AIM OF THE TASK: Count how many lines in the entries below contain the string "cloud", with case counting. Reply with the number only.
[start]
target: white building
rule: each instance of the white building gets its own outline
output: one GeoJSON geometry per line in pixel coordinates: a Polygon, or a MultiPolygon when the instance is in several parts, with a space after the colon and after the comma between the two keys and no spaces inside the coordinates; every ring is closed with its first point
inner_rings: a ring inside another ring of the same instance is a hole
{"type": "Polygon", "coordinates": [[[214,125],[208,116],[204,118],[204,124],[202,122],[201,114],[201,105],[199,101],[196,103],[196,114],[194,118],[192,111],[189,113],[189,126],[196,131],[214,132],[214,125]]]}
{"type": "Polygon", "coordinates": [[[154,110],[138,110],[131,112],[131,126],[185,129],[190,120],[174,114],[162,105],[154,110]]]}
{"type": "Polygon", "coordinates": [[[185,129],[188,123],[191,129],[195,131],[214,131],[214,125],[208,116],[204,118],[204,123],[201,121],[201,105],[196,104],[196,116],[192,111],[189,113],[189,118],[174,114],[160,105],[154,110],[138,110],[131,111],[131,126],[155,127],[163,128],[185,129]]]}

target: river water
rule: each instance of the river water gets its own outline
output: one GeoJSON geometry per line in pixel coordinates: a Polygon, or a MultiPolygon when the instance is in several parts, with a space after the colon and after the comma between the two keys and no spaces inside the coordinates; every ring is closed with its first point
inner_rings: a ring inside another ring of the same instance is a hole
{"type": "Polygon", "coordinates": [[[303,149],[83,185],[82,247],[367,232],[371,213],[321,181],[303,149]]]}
[end]
[start]
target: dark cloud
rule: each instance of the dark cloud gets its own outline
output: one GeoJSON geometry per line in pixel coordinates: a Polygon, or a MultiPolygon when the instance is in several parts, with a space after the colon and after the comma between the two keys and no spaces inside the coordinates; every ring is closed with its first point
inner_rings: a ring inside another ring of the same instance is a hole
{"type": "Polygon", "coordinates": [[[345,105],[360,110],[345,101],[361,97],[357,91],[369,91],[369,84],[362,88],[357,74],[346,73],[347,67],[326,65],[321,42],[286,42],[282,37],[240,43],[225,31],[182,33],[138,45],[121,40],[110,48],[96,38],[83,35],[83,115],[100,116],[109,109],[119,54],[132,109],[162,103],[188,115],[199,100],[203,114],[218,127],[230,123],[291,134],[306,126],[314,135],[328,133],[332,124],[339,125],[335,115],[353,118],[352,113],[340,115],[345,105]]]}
[end]
FINISHED TASK: 2